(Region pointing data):
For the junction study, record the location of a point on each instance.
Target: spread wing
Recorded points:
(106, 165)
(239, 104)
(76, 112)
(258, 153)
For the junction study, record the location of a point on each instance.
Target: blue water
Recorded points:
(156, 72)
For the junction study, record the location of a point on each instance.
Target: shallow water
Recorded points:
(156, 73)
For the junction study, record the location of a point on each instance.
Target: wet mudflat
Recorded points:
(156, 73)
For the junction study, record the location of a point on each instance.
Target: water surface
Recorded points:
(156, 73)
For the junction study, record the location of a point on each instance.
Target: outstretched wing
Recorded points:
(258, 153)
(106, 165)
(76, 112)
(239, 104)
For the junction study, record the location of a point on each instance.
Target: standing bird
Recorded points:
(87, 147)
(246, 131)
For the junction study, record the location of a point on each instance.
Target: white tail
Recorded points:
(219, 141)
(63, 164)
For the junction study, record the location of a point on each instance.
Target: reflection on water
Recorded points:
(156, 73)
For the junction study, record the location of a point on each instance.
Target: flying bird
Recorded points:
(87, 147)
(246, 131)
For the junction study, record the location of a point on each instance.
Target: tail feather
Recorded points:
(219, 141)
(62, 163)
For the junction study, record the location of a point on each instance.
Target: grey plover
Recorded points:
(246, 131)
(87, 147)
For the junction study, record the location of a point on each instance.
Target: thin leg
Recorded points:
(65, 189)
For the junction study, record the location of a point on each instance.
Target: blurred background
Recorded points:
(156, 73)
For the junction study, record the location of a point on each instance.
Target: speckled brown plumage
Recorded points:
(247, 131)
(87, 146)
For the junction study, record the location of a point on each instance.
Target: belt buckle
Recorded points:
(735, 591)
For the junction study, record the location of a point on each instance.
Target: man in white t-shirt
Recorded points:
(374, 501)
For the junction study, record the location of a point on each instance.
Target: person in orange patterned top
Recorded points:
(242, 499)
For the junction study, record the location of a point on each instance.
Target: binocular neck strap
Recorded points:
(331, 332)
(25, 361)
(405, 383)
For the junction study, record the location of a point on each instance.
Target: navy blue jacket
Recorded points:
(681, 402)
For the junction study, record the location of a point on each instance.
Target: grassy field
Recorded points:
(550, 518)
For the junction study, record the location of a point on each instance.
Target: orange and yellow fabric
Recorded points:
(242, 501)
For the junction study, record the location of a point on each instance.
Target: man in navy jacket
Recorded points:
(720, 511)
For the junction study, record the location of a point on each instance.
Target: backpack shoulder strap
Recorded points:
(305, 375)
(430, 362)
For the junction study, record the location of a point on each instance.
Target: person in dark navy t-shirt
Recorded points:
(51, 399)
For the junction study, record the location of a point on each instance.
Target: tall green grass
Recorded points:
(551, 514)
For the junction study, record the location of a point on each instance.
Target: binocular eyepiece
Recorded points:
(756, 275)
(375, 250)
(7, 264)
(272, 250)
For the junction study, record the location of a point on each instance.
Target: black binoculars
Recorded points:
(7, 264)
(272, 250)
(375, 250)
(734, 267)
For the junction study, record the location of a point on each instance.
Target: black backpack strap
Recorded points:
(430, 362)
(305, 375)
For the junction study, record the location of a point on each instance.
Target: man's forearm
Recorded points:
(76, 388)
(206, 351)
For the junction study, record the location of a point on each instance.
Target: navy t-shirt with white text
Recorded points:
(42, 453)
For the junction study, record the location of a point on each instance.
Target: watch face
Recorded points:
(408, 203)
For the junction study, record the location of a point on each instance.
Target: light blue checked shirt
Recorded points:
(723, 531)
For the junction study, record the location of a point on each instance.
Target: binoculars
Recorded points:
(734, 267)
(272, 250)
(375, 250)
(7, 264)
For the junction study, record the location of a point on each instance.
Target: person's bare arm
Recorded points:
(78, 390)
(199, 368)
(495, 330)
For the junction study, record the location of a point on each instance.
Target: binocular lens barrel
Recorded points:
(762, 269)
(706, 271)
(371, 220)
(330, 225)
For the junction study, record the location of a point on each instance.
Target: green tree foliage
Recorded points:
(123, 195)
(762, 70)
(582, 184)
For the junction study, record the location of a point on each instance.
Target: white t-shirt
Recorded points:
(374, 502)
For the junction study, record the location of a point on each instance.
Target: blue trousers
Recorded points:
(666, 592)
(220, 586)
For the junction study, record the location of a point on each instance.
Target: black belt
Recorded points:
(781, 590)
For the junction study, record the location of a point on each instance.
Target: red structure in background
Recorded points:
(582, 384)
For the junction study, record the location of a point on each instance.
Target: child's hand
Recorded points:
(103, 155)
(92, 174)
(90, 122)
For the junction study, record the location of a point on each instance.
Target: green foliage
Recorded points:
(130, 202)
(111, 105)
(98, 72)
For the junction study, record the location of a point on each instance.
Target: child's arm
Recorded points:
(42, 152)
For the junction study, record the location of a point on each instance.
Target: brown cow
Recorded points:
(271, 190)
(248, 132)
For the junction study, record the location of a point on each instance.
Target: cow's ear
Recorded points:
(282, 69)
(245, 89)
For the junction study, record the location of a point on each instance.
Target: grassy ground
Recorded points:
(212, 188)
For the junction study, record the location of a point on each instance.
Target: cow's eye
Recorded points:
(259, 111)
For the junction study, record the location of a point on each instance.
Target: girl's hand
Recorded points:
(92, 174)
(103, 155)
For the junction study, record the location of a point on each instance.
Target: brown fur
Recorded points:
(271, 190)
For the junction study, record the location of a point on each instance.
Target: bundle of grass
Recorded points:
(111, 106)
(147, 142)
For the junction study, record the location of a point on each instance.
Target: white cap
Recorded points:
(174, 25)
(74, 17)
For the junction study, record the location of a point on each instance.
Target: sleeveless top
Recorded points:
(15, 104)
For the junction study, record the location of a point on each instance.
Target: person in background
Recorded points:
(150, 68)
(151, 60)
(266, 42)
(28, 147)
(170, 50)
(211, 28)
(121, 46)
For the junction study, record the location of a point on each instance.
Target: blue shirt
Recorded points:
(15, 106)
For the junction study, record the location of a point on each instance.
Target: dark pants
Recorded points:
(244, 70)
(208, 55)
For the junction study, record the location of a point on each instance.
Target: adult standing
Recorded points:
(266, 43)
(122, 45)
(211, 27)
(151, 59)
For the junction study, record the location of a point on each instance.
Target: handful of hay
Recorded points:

(WHAT YOU SHOULD DO):
Retype the records above in full. Every word should match.

(THE COMPLETED TASK):
For the junction study, record the location of a point on each instance.
Target: spread wing
Recorded points:
(106, 165)
(239, 104)
(76, 112)
(258, 153)
For the junction study, record the location of a point on each instance.
Target: blue water
Recorded points:
(156, 72)
For the junction study, record the location of a point on each instance.
Target: shallow water
Recorded points:
(156, 73)
For the junction study, record the location of a point on each instance.
Target: wet mudflat
Recorded points:
(156, 73)
For the junction study, record the location of a point on each instance.
Target: water surface
Recorded points:
(156, 73)
For the junction study, record the location of a point on each instance.
Target: outstretched wing
Recorded points:
(258, 153)
(106, 165)
(76, 112)
(239, 104)
For the junction study, record the location of a point on each instance.
Target: standing bird
Recorded points:
(87, 147)
(246, 131)
For the junction study, record the location of a point on each instance.
Target: white tail
Recorded points:
(219, 141)
(63, 164)
For the junction study, record the location of a point on each instance.
Target: reflection on water
Recorded points:
(156, 73)
For the junction study, record the location of a point on each instance.
Target: flying bird
Recorded points:
(87, 147)
(246, 131)
For the junction study, record the location of a point on each instance.
Target: tail feather
Recorded points:
(219, 141)
(62, 163)
For the junction study, record the location of a point on each instance.
Target: grey plover
Recorded points:
(246, 131)
(87, 147)
For the junction study, record the location of a point on each instance.
Target: thin leg
Recorded points:
(65, 189)
For the junction study, record the location of a point on each instance.
Target: blurred background
Recorded points:
(156, 73)
For the junction study, record the location of a point on each instance.
Target: speckled brown plumage
Recorded points:
(247, 131)
(87, 146)
For the junction study, record the location of a point on each instance.
Target: belt buckle
Recorded points:
(735, 591)
For the junction study, record the location of a point on each instance.
Target: man in white t-shirt
Recorded points:
(374, 501)
For the junction study, record the location of a point on each instance.
Target: person in orange patterned top
Recorded points:
(242, 499)
For the junction study, record the location of a point on each instance.
Target: binocular neck strap
Recorded points:
(331, 332)
(25, 361)
(405, 383)
For the junction study, record the location of a point on each instance.
Target: navy blue jacket
Recorded points:
(681, 402)
For the junction study, record the location of a point on each instance.
Target: grassy field
Recorded points:
(550, 518)
For the junction study, record the location of a point on each instance.
Target: orange and yellow fabric
Recorded points:
(242, 501)
For the junction study, record the location of a point on each instance.
Target: man in navy jacket
Recorded points:
(720, 511)
For the junction study, record the location of a point on each instance.
Target: backpack shoulder strap
Recorded points:
(305, 375)
(430, 362)
For the junction study, record the location of a point on each instance.
Target: person in dark navy t-shirt
Recorded points:
(51, 399)
For the junction study, record the location of a point on each instance.
Target: tall green grass
Recorded points:
(551, 514)
For the junction study, record the location of a point on each instance.
Target: binocular eyepiece
Recorded points:
(756, 275)
(375, 250)
(7, 264)
(272, 250)
For the junction study, record the location of a point on each instance.
Target: black binoculars
Recorded points:
(7, 264)
(272, 250)
(375, 250)
(734, 267)
For the junction study, record the location of a point on each instance.
Target: black backpack strap
Recorded points:
(430, 362)
(305, 375)
For the junction study, record the location of a point on each instance.
Target: man's forearm
Recorded points:
(76, 388)
(206, 351)
For the junction study, record the location of a point on each instance.
Target: navy t-shirt with white text
Recorded points:
(42, 453)
For the junction study, record the location of a point on each instance.
Target: watch face
Recorded points:
(408, 203)
For the junction study, record the location of a point on each instance.
Target: light blue checked shirt
Recorded points:
(723, 531)
For the junction study, record the location of a point on each instance.
Target: binoculars
Recorded points:
(734, 267)
(272, 250)
(375, 250)
(7, 264)
For the junction study, record the location of a point on each instance.
Target: person's bare arm
Recorded points:
(78, 390)
(199, 368)
(495, 330)
For the junction study, record the location of a point on each instance.
Target: binocular lens barrel
Recorded points:
(762, 269)
(706, 271)
(371, 220)
(330, 225)
For the junction study, record the location of a point on each instance.
Target: green tree foliage
Recorded points:
(123, 195)
(762, 70)
(582, 184)
For the junction study, record the location of a point on each instance.
Target: white t-shirt
Recorded points:
(374, 502)
For the junction study, record the location of a point on each instance.
Target: blue trousers
Recorded points:
(666, 592)
(220, 586)
For the junction study, record the location of a point on each instance.
Target: black belt
Recorded points:
(781, 590)
For the junction study, record the location of a point on each instance.
Target: red structure in background
Recorded points:
(582, 384)
For the junction study, record the location of a point on each instance.
Target: child's hand
Recorded points:
(103, 155)
(92, 174)
(90, 122)
For the junction study, record the location of a point on each instance.
Target: green foliage
Recorded points:
(130, 202)
(111, 105)
(98, 72)
For the junction study, record the location of a point on each instance.
Target: child's arm
Recorded points:
(42, 152)
For the junction study, record the location of a point on each instance.
Target: brown cow
Recorded points:
(271, 190)
(248, 132)
For the junction study, record the location of a point on each instance.
Target: cow's ear
Recorded points:
(282, 69)
(245, 89)
For the junction study, record the location of a point on each instance.
Target: grassy ground
Recorded points:
(212, 188)
For the junction study, record the location of a point on each instance.
Target: cow's eye
Recorded points:
(259, 111)
For the junction study, record the location of a point on each instance.
Target: girl's hand
Recorded points:
(92, 174)
(103, 155)
For the junction study, record the location of a point on each instance.
Target: brown fur
Recorded points:
(271, 190)
For the junction study, record the location of a point on each instance.
Target: bundle of grass
Recorded points:
(111, 106)
(147, 142)
For the junction study, record the location of a point on each instance.
Target: white cap
Recorded points:
(174, 25)
(74, 17)
For the junction study, record the location of a point on each instance.
Target: sleeveless top
Recorded points:
(15, 104)
For the junction study, record the location of a point on each instance.
Target: person in background
Recorded points:
(150, 68)
(151, 60)
(266, 42)
(28, 147)
(170, 50)
(211, 28)
(121, 46)
For the junction study, record the location of a point on each instance.
Target: blue shirt
Recorded points:
(15, 106)
For the junction study, record the location of a point on each instance.
Target: dark pants
Recorded points:
(244, 70)
(208, 55)
For the junction study, record the location of a point on each instance.
Target: adult standing
Recorded points:
(266, 43)
(122, 45)
(211, 27)
(151, 59)
For the junction study, record the location of a point on each instance.
Target: handful of hay
Recorded points:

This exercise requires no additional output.